## Task to complete
Return all the entries exactly, keeping pictures out.

══ Source records

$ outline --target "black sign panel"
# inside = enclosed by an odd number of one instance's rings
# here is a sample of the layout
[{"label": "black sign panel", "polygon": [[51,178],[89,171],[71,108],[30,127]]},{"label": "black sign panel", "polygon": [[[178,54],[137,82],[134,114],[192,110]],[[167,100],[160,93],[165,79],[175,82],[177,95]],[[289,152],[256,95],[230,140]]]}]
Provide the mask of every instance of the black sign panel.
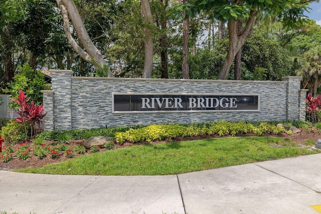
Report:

════

## The solution
$ outline --target "black sign panel"
# inside = enclosed by an odd number of one instance's rings
# here is a sample of the layout
[{"label": "black sign panel", "polygon": [[51,178],[89,171],[71,108],[30,127]]},{"label": "black sign panel", "polygon": [[[178,54],[137,82],[134,114],[192,110]],[[167,100],[160,93],[165,79],[175,82],[177,95]],[[289,152],[256,95],[230,140]]]}]
Provide the mask of every instance of the black sign panel.
Report:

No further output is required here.